-- start of Records for this exercise --

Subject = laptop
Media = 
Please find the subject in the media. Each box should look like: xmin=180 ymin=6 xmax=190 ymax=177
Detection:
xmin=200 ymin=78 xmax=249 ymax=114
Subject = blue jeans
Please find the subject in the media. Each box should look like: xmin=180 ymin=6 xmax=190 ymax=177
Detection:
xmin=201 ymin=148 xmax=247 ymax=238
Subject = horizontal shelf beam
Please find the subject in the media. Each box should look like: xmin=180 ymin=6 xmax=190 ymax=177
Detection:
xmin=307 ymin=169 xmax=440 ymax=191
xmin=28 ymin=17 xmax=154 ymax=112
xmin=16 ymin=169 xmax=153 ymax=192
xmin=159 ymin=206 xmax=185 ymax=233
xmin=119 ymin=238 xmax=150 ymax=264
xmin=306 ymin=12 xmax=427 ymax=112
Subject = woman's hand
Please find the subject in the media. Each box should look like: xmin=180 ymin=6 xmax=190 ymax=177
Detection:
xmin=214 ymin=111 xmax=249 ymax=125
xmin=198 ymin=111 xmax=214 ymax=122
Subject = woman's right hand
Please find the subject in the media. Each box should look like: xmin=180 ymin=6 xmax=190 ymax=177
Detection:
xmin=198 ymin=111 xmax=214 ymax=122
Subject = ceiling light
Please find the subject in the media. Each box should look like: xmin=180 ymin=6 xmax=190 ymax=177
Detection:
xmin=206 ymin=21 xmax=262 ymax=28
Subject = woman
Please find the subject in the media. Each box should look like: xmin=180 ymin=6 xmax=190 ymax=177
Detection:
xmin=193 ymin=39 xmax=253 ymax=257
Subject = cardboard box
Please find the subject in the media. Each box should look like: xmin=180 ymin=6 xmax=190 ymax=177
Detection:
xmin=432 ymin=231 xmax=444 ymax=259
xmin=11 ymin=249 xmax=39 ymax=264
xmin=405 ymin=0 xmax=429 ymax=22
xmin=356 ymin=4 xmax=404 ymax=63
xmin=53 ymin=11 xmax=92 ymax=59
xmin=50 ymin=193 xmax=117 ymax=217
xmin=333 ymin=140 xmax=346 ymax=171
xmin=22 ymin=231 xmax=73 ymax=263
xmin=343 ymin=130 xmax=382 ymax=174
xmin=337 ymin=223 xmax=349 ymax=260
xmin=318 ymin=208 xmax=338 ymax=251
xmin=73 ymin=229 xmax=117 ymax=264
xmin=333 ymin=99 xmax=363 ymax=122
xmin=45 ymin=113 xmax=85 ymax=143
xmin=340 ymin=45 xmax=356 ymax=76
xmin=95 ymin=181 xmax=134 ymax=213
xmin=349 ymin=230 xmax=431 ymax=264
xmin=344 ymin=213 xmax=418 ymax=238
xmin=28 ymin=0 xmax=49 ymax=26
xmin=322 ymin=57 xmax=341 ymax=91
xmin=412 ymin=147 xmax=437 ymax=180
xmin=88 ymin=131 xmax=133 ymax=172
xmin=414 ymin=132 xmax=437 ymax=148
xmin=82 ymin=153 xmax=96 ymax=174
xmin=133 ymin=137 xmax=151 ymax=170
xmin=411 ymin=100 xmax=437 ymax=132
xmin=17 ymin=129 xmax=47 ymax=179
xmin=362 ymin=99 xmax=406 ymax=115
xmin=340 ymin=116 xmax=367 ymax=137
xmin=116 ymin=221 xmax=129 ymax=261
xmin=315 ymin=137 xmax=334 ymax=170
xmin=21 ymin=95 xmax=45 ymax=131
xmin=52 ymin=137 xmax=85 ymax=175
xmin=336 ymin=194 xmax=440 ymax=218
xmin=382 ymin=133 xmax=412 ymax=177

-- end of Records for this exercise --

__Your instructions__
Offset the lines starting at the one containing "Subject = cardboard box" and ending at the final line, both included. Reproduce each line with its requests unchanged, and add 122 to every box coordinate in the answers.

__Response below__
Subject = cardboard box
Please find the subject in the media. Each box should look like: xmin=180 ymin=6 xmax=190 ymax=177
Detection:
xmin=554 ymin=353 xmax=566 ymax=381
xmin=133 ymin=371 xmax=161 ymax=386
xmin=527 ymin=122 xmax=551 ymax=144
xmin=478 ymin=126 xmax=526 ymax=185
xmin=175 ymin=133 xmax=214 ymax=181
xmin=172 ymin=315 xmax=239 ymax=339
xmin=455 ymin=262 xmax=468 ymax=293
xmin=144 ymin=353 xmax=195 ymax=385
xmin=465 ymin=252 xmax=504 ymax=296
xmin=459 ymin=345 xmax=471 ymax=382
xmin=440 ymin=330 xmax=460 ymax=373
xmin=195 ymin=351 xmax=239 ymax=386
xmin=455 ymin=221 xmax=485 ymax=244
xmin=167 ymin=235 xmax=207 ymax=265
xmin=462 ymin=167 xmax=478 ymax=198
xmin=217 ymin=303 xmax=256 ymax=335
xmin=471 ymin=352 xmax=553 ymax=386
xmin=466 ymin=335 xmax=540 ymax=360
xmin=150 ymin=122 xmax=171 ymax=148
xmin=444 ymin=179 xmax=463 ymax=213
xmin=534 ymin=269 xmax=559 ymax=302
xmin=210 ymin=253 xmax=255 ymax=294
xmin=536 ymin=254 xmax=559 ymax=270
xmin=204 ymin=275 xmax=218 ymax=296
xmin=255 ymin=259 xmax=273 ymax=292
xmin=533 ymin=222 xmax=559 ymax=254
xmin=139 ymin=251 xmax=169 ymax=301
xmin=484 ymin=221 xmax=528 ymax=237
xmin=462 ymin=238 xmax=489 ymax=259
xmin=238 ymin=343 xmax=251 ymax=383
xmin=437 ymin=259 xmax=456 ymax=292
xmin=143 ymin=217 xmax=167 ymax=253
xmin=174 ymin=259 xmax=207 ymax=297
xmin=458 ymin=316 xmax=562 ymax=340
xmin=504 ymin=255 xmax=534 ymax=299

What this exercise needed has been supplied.